● Supplied material
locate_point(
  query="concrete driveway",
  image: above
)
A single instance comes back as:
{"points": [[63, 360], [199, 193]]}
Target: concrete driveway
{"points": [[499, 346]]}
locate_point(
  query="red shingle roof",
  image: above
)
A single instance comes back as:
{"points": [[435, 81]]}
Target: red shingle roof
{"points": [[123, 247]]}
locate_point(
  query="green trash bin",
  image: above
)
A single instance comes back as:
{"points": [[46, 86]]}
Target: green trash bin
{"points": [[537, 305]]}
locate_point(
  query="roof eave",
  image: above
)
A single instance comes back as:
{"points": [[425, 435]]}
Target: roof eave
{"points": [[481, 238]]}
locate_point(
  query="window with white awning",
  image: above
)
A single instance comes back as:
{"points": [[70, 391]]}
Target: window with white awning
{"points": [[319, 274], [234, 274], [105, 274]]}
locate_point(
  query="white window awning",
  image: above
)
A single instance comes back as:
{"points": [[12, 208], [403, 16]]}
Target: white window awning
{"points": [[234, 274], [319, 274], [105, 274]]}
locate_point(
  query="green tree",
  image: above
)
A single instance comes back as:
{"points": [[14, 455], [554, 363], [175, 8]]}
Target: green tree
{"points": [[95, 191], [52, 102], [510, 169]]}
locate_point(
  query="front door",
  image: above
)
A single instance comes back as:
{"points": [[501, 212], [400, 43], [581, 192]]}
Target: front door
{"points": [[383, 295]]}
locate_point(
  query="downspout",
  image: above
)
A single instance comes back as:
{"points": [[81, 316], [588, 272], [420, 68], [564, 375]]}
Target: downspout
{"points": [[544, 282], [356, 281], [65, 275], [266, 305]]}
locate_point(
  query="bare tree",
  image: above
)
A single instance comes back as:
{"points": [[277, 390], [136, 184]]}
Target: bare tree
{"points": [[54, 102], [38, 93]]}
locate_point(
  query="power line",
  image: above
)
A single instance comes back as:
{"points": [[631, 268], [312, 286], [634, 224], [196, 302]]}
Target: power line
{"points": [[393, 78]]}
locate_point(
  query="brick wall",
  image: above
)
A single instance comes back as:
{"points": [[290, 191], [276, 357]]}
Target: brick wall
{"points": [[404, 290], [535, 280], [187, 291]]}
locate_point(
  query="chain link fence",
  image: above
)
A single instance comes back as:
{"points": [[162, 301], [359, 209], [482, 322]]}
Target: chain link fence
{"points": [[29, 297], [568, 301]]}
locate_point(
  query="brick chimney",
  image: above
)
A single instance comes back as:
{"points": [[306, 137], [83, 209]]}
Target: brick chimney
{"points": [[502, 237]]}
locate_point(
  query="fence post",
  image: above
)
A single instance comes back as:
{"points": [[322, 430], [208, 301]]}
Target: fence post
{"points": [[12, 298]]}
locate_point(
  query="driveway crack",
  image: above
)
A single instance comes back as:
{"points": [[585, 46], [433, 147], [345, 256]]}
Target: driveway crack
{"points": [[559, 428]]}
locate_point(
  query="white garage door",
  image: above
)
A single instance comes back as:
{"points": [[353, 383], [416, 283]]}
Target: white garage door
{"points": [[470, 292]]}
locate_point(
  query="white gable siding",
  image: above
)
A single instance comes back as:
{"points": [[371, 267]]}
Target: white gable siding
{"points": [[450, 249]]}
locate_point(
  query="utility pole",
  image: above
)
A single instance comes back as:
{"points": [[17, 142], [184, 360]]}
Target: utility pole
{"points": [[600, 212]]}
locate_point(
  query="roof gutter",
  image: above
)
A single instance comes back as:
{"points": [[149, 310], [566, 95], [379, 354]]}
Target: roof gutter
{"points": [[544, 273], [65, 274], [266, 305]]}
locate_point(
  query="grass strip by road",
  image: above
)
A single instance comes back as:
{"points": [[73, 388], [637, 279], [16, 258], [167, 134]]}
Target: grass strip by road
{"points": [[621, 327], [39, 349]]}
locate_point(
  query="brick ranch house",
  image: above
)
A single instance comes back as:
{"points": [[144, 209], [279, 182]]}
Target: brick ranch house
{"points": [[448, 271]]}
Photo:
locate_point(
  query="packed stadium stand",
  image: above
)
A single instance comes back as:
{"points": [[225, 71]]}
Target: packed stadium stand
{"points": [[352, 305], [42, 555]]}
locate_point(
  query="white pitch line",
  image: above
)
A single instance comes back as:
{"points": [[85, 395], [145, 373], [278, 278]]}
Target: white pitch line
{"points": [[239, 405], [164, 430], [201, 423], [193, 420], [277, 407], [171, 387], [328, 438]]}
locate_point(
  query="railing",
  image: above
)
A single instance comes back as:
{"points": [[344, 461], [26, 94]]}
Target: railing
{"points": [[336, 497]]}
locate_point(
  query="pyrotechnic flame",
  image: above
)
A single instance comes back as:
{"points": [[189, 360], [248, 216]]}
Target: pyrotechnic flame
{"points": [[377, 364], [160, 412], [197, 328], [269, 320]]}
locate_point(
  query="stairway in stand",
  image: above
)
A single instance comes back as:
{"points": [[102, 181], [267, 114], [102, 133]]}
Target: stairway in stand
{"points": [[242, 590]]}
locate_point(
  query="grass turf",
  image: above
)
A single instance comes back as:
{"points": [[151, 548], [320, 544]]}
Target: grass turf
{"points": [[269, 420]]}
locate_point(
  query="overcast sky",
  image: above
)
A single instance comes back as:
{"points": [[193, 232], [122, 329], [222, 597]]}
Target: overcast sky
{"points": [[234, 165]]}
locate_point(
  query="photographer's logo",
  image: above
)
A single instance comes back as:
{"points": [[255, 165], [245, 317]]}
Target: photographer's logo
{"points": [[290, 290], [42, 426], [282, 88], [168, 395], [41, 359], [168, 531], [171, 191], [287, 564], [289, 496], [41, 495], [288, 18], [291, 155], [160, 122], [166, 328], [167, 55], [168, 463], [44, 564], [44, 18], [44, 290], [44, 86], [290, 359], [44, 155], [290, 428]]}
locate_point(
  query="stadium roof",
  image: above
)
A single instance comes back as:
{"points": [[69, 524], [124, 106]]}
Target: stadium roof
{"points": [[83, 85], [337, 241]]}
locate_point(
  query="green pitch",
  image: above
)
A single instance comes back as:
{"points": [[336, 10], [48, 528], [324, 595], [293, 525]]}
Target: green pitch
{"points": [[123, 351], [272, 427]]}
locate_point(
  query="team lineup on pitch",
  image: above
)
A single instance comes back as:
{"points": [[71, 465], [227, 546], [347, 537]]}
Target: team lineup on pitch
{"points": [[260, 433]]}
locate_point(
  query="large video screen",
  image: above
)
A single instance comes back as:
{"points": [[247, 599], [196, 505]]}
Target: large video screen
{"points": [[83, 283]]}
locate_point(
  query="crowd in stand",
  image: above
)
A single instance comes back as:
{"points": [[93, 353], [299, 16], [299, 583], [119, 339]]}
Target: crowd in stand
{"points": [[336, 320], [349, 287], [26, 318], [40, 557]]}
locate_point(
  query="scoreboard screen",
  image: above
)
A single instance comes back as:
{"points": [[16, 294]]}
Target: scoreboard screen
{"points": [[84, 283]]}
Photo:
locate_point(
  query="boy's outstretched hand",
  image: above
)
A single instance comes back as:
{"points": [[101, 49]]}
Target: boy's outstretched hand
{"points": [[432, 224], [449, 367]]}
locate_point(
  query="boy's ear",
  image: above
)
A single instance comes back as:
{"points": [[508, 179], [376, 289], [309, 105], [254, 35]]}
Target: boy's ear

● Work to complete
Above are the records; retype every one exactly.

● The output
locate_point(
  query="concrete driveway",
  image: above
)
A single instance comes back as:
{"points": [[63, 360], [199, 193]]}
Target: concrete driveway
{"points": [[499, 346]]}
locate_point(
  query="red shingle roof",
  image: above
)
A single instance comes back as:
{"points": [[435, 81]]}
Target: red shingle roof
{"points": [[123, 247]]}
locate_point(
  query="green trash bin",
  image: above
)
A single instance comes back as:
{"points": [[46, 86]]}
Target: green trash bin
{"points": [[537, 305]]}
locate_point(
  query="roof eave",
  image: above
)
A single instance comes back as:
{"points": [[425, 435]]}
Target: roof eave
{"points": [[481, 238]]}
locate_point(
  query="window with white awning",
  image: above
)
A single instance comes back as:
{"points": [[70, 391]]}
Target: window with white awning
{"points": [[319, 274], [234, 274], [105, 274]]}
locate_point(
  query="white window awning",
  image: above
)
A single instance comes back as:
{"points": [[12, 208], [403, 16]]}
Target: white window awning
{"points": [[234, 274], [319, 274], [105, 274]]}
locate_point(
  query="green tree",
  image: above
)
A single instance comes back as:
{"points": [[14, 455], [554, 363], [175, 8]]}
Target: green tree
{"points": [[95, 191], [52, 102], [510, 169]]}
locate_point(
  query="front door",
  image: above
)
A single instance comes back as:
{"points": [[501, 212], [400, 43], [581, 192]]}
Target: front door
{"points": [[383, 295]]}
locate_point(
  query="downspout",
  image: above
)
A single instance comes back as:
{"points": [[81, 316], [588, 272], [420, 68], [564, 375]]}
Target: downspout
{"points": [[544, 282], [356, 281], [65, 275], [266, 305]]}
locate_point(
  query="bare tree",
  image: above
)
A single instance comes back as:
{"points": [[277, 390], [136, 184]]}
Target: bare tree
{"points": [[54, 102], [38, 93]]}
locate_point(
  query="power line",
  image: above
)
A single instance comes back as:
{"points": [[631, 268], [312, 286], [634, 224], [196, 302]]}
Target: power line
{"points": [[393, 78]]}
locate_point(
  query="brick wall",
  image: above
)
A single instance comes back as:
{"points": [[290, 191], [276, 357]]}
Target: brick wall
{"points": [[404, 290], [535, 280], [187, 291]]}
locate_point(
  query="chain link fence",
  image: above
)
A single instance comes back as:
{"points": [[162, 301], [359, 209], [482, 322]]}
Target: chain link fence
{"points": [[29, 297], [568, 301]]}
locate_point(
  query="brick chimney",
  image: above
)
A single instance comes back as:
{"points": [[306, 137], [83, 209]]}
Target: brick chimney
{"points": [[502, 237]]}
locate_point(
  query="fence post",
  image: above
)
A single instance comes back as:
{"points": [[322, 430], [208, 301]]}
Target: fence post
{"points": [[12, 298]]}
locate_point(
  query="driveway crack",
  image: above
)
A single instance comes back as:
{"points": [[585, 46], [433, 147], [345, 256]]}
Target: driveway crack
{"points": [[559, 428]]}
locate_point(
  query="white garage door",
  image: above
)
A single instance comes back as:
{"points": [[353, 383], [416, 283]]}
Target: white garage door
{"points": [[470, 292]]}
locate_point(
  query="white gable siding",
  image: above
)
A single instance comes back as:
{"points": [[371, 267]]}
Target: white gable siding
{"points": [[450, 249]]}
locate_point(
  query="utility pole",
  image: above
)
A single instance comes back as:
{"points": [[17, 142], [184, 360]]}
Target: utility pole
{"points": [[600, 212]]}
locate_point(
  query="roof gutter",
  image: above
)
A single instance comes back as:
{"points": [[149, 310], [566, 95], [379, 354]]}
Target: roof gutter
{"points": [[544, 273], [65, 274], [266, 305]]}
locate_point(
  query="grass strip by road",
  image: above
)
A single instance comes back as:
{"points": [[73, 388], [637, 279], [16, 258], [167, 134]]}
Target: grass strip by road
{"points": [[621, 327], [39, 349]]}
locate_point(
  query="brick ranch house",
  image: above
)
A single instance comes back as:
{"points": [[144, 209], [279, 182]]}
Target: brick ranch house
{"points": [[448, 271]]}
Photo:
locate_point(
  query="packed stadium stand",
  image: above
)
A single instance comes back as:
{"points": [[225, 71]]}
Target: packed stadium stand
{"points": [[352, 305], [42, 555]]}
locate_point(
  query="white pitch line",
  image: above
)
A single instance comes back as:
{"points": [[85, 395], [145, 373], [278, 278]]}
Target: white pitch line
{"points": [[239, 405], [164, 430], [201, 423], [193, 420], [277, 407], [171, 387], [328, 438]]}
locate_point(
  query="railing",
  image: above
)
A single instance comes back as:
{"points": [[344, 461], [26, 94]]}
Target: railing
{"points": [[336, 497]]}
locate_point(
  query="pyrotechnic flame",
  image: above
)
A single instance comes back as:
{"points": [[189, 360], [248, 216]]}
Target: pyrotechnic flame
{"points": [[377, 364], [160, 412], [197, 328], [269, 320]]}
locate_point(
  query="stairway in stand",
  image: above
)
A single instance comes back as:
{"points": [[102, 181], [267, 114], [102, 133]]}
Target: stairway in stand
{"points": [[242, 590]]}
locate_point(
  query="grass turf",
  image: above
)
A single instance comes back as:
{"points": [[151, 548], [320, 544]]}
Target: grass turf
{"points": [[269, 420]]}
locate_point(
  query="overcast sky",
  image: above
)
A single instance comes back as:
{"points": [[193, 232], [122, 329], [222, 597]]}
Target: overcast sky
{"points": [[234, 165]]}
locate_point(
  query="photographer's logo",
  image: above
)
A single instance comes back as:
{"points": [[255, 165], [245, 317]]}
Target: photographer's logo
{"points": [[290, 290], [42, 426], [282, 88], [168, 395], [41, 359], [168, 531], [171, 191], [287, 564], [289, 496], [41, 495], [288, 18], [291, 155], [160, 122], [166, 328], [167, 55], [168, 463], [44, 564], [44, 18], [44, 290], [44, 86], [290, 359], [44, 155], [290, 428]]}
locate_point(
  query="stadium roof",
  image: above
)
A single instance comes back as:
{"points": [[69, 524], [124, 106]]}
Target: stadium roof
{"points": [[83, 85], [337, 241]]}
locate_point(
  query="green pitch",
  image: above
)
A single instance comes back as:
{"points": [[336, 10], [48, 528], [324, 595], [293, 525]]}
Target: green pitch
{"points": [[123, 351], [272, 427]]}
locate_point(
  query="team lineup on pitch",
  image: above
)
A single instance comes back as:
{"points": [[71, 465], [227, 546], [347, 537]]}
Target: team lineup on pitch
{"points": [[260, 433]]}
locate_point(
  query="large video screen",
  image: above
)
A single instance comes back as:
{"points": [[247, 599], [196, 505]]}
Target: large video screen
{"points": [[83, 283]]}
locate_point(
  query="crowd in stand",
  image: above
)
A single instance comes back as:
{"points": [[93, 353], [299, 16], [299, 583], [119, 339]]}
Target: crowd in stand
{"points": [[336, 320], [349, 287], [26, 318], [40, 557]]}
locate_point(
  query="scoreboard screen",
  image: above
)
A single instance comes back as:
{"points": [[16, 294]]}
Target: scoreboard screen
{"points": [[84, 283]]}
Photo:
locate_point(
  query="boy's outstretched hand",
  image: above
)
A single instance comes back as:
{"points": [[101, 49]]}
Target: boy's outstretched hand
{"points": [[432, 224], [449, 367]]}
locate_point(
  query="boy's ear",
  image: above
)
A single instance comes back as:
{"points": [[508, 179], [376, 289], [309, 105], [254, 35]]}
Target: boy's ear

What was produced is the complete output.